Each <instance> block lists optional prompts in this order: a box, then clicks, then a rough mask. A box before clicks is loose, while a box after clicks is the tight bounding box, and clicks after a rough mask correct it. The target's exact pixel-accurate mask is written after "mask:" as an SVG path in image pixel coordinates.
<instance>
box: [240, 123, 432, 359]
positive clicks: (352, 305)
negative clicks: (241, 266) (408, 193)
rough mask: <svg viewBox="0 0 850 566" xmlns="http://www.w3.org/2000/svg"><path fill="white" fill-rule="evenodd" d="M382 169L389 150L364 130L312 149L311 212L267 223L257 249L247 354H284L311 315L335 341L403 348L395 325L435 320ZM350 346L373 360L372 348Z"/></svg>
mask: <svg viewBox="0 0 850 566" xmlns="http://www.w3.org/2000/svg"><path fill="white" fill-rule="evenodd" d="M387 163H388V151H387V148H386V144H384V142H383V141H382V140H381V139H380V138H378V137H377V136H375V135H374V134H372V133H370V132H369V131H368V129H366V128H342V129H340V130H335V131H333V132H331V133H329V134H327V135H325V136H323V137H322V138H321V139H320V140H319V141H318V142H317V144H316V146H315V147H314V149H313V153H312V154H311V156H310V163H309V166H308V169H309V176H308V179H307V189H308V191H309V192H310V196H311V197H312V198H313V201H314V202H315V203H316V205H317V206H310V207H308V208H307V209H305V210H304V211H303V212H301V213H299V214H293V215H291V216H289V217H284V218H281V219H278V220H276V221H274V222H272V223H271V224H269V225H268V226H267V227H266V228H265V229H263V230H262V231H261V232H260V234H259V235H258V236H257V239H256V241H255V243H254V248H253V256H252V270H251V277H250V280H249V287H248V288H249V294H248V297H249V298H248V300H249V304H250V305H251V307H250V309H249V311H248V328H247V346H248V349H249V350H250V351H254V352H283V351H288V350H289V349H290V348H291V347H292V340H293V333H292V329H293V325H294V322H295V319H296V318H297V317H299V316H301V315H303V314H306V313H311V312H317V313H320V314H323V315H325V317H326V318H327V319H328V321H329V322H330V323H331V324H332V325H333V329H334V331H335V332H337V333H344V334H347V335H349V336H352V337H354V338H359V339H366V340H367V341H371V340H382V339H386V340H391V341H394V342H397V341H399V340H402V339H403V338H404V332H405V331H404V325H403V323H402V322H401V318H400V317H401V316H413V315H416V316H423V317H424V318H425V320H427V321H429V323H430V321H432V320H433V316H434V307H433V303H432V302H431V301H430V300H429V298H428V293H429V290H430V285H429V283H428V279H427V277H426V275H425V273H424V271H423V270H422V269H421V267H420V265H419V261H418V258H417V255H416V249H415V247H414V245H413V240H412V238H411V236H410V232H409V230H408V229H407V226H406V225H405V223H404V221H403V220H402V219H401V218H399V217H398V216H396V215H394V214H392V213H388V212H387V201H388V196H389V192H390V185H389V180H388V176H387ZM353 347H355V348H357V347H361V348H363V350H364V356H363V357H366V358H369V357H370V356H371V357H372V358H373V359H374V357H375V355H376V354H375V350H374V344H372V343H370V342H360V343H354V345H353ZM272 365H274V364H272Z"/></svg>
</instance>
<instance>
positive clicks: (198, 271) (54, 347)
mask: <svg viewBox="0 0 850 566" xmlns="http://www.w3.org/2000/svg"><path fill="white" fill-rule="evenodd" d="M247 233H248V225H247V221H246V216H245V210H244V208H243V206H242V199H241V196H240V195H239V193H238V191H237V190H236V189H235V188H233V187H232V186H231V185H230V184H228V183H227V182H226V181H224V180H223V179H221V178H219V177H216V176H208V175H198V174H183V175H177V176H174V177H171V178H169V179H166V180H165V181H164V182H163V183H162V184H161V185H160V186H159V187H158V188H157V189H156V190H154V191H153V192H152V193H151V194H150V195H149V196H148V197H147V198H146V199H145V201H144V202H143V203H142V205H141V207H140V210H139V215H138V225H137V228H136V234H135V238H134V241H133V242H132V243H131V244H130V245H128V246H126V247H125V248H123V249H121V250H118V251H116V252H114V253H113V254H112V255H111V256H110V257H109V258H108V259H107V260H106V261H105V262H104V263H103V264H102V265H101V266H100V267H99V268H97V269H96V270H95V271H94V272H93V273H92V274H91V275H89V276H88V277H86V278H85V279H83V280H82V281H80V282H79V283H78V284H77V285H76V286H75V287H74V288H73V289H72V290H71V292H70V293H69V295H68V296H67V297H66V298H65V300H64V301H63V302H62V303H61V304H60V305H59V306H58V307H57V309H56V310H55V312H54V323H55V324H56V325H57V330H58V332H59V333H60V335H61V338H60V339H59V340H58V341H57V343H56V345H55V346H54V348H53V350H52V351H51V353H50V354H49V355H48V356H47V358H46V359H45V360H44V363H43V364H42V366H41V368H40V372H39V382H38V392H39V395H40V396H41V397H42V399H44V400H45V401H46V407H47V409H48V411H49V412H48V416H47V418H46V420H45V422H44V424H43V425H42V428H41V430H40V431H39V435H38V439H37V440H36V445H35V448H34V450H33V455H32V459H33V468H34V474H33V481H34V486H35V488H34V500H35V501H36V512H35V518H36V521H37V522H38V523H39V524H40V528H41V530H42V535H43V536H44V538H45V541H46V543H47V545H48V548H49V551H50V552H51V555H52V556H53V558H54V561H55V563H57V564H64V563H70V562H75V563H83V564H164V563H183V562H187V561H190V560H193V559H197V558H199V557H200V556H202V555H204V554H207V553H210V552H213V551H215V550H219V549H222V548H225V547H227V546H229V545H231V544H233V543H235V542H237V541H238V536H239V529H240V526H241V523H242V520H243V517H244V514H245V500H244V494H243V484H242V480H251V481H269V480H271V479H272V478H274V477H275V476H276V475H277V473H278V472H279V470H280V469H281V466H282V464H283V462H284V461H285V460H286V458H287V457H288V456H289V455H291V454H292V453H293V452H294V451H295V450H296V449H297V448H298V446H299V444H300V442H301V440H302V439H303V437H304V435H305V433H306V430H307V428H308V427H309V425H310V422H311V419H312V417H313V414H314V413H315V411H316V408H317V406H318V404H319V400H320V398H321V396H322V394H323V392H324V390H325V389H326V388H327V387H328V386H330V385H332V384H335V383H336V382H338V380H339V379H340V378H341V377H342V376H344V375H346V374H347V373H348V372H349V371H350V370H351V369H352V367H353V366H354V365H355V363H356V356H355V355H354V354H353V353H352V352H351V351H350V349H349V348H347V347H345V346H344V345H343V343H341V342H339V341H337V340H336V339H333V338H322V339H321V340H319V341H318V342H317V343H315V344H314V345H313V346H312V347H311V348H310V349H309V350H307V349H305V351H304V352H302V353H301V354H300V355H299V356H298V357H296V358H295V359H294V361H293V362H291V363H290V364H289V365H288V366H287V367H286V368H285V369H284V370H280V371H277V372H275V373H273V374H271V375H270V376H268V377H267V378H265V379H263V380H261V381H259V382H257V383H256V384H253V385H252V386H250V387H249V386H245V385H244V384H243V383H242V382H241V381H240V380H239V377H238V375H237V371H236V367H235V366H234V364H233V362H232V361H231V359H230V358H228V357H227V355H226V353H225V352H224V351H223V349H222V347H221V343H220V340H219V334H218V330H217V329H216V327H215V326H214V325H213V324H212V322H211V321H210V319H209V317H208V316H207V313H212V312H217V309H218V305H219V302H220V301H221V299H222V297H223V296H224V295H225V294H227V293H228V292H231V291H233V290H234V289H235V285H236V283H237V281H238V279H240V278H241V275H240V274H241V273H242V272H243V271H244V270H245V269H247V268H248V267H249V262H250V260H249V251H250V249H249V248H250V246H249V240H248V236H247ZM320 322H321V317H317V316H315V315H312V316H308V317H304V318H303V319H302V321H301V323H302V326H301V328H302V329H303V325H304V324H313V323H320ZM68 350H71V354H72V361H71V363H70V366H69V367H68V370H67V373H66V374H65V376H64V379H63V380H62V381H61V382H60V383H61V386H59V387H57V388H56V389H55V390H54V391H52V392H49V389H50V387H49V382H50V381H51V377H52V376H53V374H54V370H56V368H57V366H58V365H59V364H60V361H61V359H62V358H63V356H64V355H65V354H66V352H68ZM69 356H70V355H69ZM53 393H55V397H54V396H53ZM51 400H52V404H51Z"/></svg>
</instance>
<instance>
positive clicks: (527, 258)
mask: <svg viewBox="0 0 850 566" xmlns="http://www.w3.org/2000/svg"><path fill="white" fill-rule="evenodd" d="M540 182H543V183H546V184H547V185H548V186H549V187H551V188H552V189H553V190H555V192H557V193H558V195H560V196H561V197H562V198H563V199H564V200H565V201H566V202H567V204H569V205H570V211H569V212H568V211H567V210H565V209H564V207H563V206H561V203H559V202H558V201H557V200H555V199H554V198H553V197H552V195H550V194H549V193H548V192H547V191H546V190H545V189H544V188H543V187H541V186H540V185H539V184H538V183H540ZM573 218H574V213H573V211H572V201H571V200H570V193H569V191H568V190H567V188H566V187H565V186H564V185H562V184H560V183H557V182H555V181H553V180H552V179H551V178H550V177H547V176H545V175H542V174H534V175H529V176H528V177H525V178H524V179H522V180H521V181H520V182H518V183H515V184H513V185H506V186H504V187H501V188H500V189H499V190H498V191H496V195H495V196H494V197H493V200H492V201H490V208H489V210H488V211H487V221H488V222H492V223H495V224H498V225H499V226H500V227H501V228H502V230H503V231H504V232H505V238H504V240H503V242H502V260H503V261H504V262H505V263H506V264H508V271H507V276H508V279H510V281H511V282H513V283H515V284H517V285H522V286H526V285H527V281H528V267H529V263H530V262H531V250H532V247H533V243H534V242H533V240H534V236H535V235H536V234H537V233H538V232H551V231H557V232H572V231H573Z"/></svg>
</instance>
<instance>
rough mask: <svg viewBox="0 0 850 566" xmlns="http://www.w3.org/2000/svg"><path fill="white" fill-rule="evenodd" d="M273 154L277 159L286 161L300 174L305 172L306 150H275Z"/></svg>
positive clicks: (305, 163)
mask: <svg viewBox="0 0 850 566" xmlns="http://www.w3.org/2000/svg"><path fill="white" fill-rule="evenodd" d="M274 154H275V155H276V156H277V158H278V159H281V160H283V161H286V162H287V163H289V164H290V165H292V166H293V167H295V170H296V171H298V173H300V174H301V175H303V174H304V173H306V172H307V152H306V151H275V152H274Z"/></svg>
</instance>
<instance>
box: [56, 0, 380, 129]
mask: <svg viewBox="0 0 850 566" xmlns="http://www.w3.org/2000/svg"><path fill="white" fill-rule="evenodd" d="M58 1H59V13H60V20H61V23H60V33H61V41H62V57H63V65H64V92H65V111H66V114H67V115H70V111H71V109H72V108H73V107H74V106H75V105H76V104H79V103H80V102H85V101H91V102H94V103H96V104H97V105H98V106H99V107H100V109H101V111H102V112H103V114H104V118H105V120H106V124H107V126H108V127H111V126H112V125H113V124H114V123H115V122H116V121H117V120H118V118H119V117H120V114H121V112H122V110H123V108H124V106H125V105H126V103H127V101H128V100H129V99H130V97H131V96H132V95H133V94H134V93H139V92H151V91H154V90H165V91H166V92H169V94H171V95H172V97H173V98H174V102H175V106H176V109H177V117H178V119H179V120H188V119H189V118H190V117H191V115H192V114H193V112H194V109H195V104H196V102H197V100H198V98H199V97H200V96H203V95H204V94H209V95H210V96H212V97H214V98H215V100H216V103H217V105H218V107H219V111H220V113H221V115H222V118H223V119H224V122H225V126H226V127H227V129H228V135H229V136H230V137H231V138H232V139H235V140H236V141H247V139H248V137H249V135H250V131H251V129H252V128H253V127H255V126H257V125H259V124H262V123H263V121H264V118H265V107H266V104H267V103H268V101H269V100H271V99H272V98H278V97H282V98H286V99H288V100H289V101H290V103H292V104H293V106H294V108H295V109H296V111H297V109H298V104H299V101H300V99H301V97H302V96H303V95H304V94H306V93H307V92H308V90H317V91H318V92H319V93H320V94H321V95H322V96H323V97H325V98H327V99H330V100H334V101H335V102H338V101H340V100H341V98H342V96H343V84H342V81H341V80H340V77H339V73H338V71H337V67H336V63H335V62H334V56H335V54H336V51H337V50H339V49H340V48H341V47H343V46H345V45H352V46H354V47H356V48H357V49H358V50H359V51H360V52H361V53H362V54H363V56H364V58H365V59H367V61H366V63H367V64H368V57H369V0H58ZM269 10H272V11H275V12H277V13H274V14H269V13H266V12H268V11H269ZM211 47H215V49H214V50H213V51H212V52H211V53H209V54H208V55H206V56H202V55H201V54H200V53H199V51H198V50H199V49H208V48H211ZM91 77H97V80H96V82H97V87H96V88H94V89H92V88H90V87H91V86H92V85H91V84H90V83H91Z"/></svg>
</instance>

> **Directions**:
Give back the records word for word. Start at the first line, end at the line containing "negative clicks: (241, 266) (408, 193)", and include both.

> **Exercise result**:
Each <instance> block lists optional prompts in this order: a box, then clicks, then a rough mask. A box before clicks is loose, while a box after clicks is the tight bounding box, and clicks after a rough mask correct it. The target's exact pixel-accurate mask is written after "mask:" as an SVG path in image pixel coordinates.
<instance>
box: [240, 123, 432, 359]
positive clicks: (352, 305)
negative clicks: (241, 266) (408, 193)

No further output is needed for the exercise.